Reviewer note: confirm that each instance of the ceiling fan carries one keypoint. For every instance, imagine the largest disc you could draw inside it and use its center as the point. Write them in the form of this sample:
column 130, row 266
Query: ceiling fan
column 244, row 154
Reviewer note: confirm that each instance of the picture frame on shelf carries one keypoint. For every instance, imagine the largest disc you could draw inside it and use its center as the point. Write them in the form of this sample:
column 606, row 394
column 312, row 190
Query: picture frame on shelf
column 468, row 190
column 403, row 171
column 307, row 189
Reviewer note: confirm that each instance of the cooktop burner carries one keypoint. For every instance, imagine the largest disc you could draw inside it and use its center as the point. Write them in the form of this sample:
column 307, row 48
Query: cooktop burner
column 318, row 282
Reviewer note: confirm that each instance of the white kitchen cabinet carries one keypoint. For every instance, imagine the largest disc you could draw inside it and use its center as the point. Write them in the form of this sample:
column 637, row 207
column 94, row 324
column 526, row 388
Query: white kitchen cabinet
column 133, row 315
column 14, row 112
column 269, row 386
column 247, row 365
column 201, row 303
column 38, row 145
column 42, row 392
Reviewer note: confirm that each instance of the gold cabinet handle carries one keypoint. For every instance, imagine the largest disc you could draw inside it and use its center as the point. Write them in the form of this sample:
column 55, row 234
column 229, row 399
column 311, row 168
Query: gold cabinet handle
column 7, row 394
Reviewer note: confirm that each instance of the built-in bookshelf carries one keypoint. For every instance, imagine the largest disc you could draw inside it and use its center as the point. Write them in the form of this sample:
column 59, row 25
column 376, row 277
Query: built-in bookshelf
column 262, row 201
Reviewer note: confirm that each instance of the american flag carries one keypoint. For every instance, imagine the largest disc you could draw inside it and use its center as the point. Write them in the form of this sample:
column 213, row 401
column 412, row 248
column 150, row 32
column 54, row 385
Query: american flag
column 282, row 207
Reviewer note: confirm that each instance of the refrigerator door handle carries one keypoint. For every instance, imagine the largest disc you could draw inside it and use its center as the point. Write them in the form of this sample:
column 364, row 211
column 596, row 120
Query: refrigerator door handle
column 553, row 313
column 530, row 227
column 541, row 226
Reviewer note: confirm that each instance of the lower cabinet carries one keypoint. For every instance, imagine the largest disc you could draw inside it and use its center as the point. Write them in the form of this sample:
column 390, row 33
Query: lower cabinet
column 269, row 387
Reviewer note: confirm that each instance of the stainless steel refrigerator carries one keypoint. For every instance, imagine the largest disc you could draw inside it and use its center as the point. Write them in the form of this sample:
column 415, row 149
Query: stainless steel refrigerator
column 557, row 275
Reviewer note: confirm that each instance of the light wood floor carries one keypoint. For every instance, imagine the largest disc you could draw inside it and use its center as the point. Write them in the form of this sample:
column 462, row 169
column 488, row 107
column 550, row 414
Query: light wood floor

⁂

- INSTRUCTIONS TO FOLLOW -
Pick every line from the listing holding the string "floor", and copy it.

- EXERCISE RESPONSE -
Reviewer note: confirm that each instance of the light wood floor carries one keypoint. For every instance, imagine the largest disc you could draw inside it and use its center as the point. Write them in the form of this sample:
Query: light wood floor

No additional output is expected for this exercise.